*INPUT*
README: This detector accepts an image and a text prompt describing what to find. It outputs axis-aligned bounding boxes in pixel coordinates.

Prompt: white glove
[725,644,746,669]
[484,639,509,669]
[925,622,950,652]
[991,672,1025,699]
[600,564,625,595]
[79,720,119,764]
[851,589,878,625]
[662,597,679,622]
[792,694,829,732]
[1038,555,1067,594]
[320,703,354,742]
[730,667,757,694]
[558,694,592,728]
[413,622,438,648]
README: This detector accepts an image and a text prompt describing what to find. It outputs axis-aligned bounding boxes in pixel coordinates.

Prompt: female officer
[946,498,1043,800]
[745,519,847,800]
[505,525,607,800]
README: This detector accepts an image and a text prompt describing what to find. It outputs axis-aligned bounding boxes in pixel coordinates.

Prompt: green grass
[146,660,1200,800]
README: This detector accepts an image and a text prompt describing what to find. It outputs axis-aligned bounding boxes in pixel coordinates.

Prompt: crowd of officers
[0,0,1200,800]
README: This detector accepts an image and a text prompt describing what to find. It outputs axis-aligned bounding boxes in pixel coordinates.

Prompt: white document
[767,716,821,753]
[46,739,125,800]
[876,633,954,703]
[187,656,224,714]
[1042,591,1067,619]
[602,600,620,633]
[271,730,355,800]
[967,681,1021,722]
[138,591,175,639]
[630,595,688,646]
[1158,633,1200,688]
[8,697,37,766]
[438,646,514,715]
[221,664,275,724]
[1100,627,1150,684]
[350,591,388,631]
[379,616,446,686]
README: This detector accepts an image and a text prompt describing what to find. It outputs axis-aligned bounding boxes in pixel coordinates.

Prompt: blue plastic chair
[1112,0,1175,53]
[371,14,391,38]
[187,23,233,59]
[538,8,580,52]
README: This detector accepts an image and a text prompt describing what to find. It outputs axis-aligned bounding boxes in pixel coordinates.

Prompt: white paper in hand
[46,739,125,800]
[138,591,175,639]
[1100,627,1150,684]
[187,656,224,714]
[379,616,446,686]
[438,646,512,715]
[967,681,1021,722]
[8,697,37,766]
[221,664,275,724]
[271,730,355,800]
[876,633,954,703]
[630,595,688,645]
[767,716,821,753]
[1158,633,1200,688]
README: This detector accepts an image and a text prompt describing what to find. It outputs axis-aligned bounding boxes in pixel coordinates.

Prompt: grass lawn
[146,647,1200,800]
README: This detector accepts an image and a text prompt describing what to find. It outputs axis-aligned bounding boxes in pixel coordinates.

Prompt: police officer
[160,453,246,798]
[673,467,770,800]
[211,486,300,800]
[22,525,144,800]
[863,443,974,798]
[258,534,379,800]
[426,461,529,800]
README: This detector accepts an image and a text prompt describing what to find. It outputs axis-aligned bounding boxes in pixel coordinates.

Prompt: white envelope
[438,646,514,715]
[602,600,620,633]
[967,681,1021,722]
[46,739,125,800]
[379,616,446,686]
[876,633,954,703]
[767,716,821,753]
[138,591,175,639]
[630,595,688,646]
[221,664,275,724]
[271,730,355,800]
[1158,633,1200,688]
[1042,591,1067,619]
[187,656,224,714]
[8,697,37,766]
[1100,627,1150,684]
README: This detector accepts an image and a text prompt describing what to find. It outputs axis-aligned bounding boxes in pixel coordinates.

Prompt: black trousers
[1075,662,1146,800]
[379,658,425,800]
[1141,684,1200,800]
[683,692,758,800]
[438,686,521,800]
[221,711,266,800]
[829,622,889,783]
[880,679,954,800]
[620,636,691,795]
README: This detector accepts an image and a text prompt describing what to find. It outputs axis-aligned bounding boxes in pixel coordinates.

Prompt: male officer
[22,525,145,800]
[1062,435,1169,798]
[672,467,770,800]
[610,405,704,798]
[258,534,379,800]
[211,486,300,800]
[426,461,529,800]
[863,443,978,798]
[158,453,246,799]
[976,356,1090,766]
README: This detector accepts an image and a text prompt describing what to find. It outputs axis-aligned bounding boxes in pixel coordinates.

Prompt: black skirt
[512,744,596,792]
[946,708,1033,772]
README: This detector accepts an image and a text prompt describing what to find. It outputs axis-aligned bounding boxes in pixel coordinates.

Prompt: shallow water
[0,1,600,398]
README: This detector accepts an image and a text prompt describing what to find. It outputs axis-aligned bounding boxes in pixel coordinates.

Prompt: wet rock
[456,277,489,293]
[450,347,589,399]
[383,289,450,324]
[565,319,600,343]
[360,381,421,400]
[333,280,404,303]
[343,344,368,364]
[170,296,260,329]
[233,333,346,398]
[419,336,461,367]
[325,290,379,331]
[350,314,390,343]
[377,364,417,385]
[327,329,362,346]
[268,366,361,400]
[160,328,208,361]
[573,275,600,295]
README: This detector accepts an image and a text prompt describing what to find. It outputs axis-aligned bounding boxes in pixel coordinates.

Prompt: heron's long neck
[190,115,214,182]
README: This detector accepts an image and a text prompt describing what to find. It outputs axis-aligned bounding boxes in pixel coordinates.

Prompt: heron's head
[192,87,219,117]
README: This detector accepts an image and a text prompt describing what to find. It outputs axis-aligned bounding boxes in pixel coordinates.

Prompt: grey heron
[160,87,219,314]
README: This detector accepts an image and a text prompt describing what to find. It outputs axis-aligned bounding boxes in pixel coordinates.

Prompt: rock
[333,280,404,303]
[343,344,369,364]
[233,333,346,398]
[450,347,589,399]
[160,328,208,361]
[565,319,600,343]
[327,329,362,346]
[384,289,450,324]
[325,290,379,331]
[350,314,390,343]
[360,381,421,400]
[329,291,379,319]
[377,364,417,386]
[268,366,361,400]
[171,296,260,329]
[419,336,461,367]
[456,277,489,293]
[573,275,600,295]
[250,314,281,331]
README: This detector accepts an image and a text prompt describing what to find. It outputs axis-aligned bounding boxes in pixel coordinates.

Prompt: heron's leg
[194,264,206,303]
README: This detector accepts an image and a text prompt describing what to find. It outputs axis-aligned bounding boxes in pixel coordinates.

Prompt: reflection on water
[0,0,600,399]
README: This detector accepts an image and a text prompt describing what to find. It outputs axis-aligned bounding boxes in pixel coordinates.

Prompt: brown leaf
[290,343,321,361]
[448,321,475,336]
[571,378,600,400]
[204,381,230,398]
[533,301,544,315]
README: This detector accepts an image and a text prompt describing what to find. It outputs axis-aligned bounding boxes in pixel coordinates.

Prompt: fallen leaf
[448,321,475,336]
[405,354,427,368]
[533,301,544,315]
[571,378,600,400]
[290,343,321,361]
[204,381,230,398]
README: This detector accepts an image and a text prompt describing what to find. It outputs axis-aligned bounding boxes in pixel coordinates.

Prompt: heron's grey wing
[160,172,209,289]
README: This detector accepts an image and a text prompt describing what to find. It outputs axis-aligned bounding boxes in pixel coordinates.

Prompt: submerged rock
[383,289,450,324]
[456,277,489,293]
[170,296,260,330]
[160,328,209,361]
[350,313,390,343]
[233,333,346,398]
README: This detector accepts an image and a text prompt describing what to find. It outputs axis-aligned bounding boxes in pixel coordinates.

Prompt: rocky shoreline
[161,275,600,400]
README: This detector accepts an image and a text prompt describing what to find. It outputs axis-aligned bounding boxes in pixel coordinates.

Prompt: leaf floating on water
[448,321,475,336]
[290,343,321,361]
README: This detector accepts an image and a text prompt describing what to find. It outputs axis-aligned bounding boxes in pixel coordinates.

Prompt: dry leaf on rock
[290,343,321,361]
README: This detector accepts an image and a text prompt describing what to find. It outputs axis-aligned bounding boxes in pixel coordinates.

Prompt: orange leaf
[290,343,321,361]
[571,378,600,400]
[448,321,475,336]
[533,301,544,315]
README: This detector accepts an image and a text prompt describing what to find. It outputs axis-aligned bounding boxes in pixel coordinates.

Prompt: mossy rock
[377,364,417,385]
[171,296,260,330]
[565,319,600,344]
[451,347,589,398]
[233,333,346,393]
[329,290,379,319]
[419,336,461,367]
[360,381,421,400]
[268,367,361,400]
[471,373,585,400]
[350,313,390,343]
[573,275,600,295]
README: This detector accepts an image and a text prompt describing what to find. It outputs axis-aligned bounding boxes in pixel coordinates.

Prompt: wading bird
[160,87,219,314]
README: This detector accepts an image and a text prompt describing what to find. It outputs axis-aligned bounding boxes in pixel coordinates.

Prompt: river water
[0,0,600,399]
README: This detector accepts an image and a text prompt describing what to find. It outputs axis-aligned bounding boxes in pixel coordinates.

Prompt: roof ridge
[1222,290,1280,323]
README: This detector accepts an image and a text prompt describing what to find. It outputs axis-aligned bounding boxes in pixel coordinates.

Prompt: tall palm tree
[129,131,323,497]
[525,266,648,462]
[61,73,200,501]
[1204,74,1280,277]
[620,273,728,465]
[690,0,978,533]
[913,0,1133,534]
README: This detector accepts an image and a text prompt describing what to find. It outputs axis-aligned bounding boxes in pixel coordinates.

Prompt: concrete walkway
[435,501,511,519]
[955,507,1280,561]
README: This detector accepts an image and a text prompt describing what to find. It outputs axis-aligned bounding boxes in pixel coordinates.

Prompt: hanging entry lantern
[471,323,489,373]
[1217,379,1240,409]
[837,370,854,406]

*SHORT PROBLEM*
Rewrite the material as a JSON list of strings, one string per line, starting at its first line and stopping after the line that contains "[0,0,1200,800]". Leave out blank lines.

*REPLY TO THE TASK*
[
  "README: This detector accepts an image and a text prompt describing what to find. It outputs axis-aligned bounding boxes in pixel coordinates.",
  "Prompt: white glove",
  "[725,644,746,669]",
  "[484,639,509,669]",
  "[925,622,950,652]",
  "[991,672,1025,699]",
  "[600,564,625,595]",
  "[79,720,119,764]",
  "[851,589,878,625]",
  "[662,597,679,622]",
  "[792,694,829,732]",
  "[1038,555,1067,594]",
  "[320,703,354,742]",
  "[730,667,757,694]",
  "[558,694,592,728]",
  "[413,622,438,648]",
  "README: This detector accepts an image and a text prompt describing what to find. It outputs axis-aligned bounding boxes in pixel coordinates.",
  "Prompt: female officer",
  "[946,498,1043,800]",
  "[745,519,847,800]",
  "[505,525,607,800]",
  "README: This detector accepts an image and a text prompt describing what to find. It outputs axis-aligned bounding boxes in pixel coordinates.",
  "Prompt: green grass",
  "[146,660,1200,800]",
  "README: This detector accepts an image and a text prompt describing what to find. It outputs axis-aligned bounding boxes in pixel coordinates.",
  "Prompt: crowd of officers",
  "[0,0,1200,800]"
]